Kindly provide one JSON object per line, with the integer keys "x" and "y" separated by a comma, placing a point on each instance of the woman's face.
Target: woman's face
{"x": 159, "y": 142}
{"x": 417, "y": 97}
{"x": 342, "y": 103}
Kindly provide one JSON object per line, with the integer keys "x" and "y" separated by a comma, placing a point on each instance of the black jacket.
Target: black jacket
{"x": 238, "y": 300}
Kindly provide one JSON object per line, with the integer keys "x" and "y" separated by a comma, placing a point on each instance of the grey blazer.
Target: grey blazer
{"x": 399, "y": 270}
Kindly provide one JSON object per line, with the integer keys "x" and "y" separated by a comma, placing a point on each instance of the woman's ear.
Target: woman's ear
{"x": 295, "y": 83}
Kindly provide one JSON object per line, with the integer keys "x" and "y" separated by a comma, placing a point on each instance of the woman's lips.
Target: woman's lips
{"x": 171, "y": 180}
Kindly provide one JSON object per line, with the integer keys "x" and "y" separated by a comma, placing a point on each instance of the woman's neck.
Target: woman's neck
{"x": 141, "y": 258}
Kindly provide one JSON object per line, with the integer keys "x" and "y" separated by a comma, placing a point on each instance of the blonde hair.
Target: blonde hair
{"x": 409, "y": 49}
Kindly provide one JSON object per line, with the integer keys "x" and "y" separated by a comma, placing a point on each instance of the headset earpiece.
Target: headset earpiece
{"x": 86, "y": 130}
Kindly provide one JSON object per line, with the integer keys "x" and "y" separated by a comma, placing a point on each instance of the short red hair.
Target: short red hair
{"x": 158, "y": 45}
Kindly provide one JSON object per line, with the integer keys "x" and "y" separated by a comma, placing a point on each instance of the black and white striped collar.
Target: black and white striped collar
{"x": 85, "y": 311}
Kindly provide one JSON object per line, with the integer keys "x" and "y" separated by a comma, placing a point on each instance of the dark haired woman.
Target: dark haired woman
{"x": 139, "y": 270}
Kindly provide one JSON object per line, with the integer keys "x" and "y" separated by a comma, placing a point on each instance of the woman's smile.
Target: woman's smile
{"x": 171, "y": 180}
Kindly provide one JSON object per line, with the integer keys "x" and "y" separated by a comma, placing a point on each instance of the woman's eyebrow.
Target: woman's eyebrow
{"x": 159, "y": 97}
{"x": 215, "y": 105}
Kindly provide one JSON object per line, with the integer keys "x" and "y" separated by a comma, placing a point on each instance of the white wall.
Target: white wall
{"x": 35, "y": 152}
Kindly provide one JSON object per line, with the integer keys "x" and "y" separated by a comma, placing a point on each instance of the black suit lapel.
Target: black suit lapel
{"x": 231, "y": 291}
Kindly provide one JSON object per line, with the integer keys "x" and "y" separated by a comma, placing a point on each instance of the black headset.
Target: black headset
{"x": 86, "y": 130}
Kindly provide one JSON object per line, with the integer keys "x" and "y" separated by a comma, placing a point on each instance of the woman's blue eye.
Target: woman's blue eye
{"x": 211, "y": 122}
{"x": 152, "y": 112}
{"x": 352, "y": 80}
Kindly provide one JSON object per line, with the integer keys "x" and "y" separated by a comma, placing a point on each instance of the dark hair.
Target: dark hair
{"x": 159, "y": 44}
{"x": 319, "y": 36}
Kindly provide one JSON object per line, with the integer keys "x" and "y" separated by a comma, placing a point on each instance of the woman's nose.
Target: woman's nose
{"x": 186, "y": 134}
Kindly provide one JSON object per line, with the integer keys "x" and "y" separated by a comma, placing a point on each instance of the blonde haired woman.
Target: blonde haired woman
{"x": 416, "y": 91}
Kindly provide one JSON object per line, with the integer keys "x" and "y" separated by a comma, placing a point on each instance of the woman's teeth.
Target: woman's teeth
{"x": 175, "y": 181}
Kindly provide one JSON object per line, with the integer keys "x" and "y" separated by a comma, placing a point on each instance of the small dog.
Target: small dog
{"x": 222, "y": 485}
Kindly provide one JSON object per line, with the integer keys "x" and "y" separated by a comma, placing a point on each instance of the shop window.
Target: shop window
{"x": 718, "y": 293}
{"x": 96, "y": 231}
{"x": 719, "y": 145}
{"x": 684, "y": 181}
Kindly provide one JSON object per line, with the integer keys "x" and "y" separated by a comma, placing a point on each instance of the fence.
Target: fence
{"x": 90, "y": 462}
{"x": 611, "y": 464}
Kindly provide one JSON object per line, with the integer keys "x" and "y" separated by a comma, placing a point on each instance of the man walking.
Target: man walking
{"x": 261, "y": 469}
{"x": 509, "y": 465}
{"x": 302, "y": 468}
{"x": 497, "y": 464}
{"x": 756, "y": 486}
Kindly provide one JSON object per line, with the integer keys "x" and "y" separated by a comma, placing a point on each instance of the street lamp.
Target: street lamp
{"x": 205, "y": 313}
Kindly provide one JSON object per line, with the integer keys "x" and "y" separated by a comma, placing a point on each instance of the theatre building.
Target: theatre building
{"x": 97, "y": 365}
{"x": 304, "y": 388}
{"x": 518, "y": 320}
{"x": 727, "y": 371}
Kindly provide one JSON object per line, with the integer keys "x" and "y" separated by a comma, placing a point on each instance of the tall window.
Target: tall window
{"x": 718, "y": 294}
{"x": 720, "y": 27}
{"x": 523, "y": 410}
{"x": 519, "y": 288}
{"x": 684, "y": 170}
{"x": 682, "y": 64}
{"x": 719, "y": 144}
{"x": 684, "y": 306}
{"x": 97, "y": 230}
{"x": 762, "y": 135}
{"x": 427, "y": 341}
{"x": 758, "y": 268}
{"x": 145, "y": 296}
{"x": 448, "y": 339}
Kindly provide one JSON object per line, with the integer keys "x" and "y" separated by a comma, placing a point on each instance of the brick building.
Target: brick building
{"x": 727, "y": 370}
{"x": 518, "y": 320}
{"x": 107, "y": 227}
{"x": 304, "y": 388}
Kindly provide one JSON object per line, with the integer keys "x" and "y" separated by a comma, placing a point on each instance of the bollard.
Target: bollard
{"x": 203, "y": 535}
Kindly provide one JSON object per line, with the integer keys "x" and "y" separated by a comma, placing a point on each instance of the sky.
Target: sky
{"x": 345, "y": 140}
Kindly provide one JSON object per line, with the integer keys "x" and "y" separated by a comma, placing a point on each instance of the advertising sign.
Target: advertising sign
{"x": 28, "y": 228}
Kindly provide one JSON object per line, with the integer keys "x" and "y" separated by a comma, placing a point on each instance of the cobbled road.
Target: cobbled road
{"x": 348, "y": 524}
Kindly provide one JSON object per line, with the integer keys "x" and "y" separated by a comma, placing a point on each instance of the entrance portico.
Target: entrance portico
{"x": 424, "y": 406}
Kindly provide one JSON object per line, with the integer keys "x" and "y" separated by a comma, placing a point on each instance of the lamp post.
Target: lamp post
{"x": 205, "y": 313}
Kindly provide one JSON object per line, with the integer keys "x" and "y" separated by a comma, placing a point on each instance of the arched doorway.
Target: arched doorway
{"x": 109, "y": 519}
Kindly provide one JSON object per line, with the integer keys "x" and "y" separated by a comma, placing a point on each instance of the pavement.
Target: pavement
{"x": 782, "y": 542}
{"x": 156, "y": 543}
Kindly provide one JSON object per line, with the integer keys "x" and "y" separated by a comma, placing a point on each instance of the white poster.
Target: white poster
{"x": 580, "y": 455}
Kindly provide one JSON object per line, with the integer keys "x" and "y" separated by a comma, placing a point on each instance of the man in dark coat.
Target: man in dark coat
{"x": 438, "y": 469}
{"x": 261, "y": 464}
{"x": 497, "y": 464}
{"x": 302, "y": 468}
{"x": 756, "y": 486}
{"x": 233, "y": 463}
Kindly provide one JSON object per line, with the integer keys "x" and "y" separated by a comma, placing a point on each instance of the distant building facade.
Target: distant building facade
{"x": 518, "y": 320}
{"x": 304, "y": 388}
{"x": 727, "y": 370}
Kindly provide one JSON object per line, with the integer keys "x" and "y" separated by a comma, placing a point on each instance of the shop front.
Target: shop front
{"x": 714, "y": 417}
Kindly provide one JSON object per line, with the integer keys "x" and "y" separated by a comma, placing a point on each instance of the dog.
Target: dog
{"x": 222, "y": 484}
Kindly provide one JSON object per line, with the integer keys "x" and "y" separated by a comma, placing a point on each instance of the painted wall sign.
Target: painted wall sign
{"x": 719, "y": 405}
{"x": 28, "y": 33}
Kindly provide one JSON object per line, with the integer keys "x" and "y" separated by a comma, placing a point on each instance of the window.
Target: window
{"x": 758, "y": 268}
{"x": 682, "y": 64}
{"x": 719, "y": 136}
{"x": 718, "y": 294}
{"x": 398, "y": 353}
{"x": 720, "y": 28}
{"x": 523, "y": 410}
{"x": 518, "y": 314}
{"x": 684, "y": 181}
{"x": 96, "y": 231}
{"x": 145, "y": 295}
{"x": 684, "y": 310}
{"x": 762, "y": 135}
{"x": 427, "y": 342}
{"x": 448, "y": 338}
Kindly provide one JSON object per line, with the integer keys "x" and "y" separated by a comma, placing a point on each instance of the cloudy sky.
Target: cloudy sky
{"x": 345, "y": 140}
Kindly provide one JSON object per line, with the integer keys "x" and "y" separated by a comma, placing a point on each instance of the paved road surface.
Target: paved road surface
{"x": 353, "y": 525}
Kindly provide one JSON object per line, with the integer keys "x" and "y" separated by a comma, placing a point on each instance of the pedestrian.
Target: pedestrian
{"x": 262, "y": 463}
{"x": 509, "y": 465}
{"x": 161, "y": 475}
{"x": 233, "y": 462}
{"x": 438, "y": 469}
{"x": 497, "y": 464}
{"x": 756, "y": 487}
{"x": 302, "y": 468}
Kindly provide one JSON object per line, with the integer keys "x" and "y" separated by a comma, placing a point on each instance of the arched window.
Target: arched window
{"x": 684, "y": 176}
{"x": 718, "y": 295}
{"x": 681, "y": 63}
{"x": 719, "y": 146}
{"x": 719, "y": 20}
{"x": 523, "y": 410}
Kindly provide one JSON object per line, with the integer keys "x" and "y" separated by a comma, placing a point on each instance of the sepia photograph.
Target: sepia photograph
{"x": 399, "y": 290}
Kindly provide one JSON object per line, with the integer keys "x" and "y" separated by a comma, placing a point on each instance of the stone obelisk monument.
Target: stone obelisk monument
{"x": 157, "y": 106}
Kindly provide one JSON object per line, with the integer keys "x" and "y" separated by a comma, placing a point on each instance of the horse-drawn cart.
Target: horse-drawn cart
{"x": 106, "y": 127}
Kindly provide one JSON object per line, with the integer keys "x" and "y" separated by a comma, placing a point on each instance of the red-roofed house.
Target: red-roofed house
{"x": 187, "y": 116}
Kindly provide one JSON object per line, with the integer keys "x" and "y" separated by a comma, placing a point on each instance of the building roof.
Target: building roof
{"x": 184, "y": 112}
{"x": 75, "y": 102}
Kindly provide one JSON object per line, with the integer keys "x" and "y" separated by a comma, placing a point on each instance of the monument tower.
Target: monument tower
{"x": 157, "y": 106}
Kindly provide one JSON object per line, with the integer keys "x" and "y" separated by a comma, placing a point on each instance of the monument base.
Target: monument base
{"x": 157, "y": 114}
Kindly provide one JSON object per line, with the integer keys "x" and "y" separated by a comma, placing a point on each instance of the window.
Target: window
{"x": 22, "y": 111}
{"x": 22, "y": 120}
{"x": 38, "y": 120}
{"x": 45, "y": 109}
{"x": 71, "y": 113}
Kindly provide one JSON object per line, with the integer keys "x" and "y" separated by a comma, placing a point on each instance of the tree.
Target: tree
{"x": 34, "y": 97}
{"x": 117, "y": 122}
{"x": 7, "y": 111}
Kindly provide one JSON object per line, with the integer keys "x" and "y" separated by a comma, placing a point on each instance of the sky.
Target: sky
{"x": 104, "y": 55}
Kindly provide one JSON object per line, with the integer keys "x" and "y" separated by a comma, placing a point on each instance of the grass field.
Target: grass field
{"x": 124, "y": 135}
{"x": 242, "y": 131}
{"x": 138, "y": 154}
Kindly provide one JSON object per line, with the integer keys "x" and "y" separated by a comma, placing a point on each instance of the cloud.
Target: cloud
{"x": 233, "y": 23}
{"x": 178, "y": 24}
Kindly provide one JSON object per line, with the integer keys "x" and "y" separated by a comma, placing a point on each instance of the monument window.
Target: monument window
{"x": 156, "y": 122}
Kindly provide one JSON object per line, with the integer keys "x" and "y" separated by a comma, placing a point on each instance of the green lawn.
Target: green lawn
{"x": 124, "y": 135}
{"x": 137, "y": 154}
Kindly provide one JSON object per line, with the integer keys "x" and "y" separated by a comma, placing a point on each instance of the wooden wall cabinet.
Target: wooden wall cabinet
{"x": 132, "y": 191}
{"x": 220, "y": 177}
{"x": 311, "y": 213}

☆ ☆ ☆ ☆ ☆ ☆ ☆

In the entries above, take the line containing "the grass field." and each later line through the last, and repeat them exactly. Output nothing else.

Response -
Kindly provide one JSON object per line, with the integer keys "x" and "y" separated by a comma, placing a point on each instance of the grass field.
Target: grass field
{"x": 124, "y": 135}
{"x": 242, "y": 131}
{"x": 138, "y": 154}
Kindly provide one JSON object per line, with the integer keys "x" and "y" separated by a comma, placing a point on each instance of the cloud.
Target: cloud
{"x": 233, "y": 23}
{"x": 178, "y": 24}
Kindly provide one JSON object per line, with the integer keys "x" and "y" separated by a comma, placing a point on each instance of the monument window.
Target: monument window
{"x": 156, "y": 122}
Kindly provide one JSON object per line, with the integer keys "x" and "y" separated by a comma, placing a point on each instance of the green lawn.
Target: green lawn
{"x": 124, "y": 135}
{"x": 137, "y": 154}
Kindly provide one JSON object per line, with the integer keys "x" and "y" separated by a comma, placing a point on each instance of the wooden wall cabinet.
Target: wooden wall cabinet
{"x": 132, "y": 191}
{"x": 220, "y": 177}
{"x": 311, "y": 213}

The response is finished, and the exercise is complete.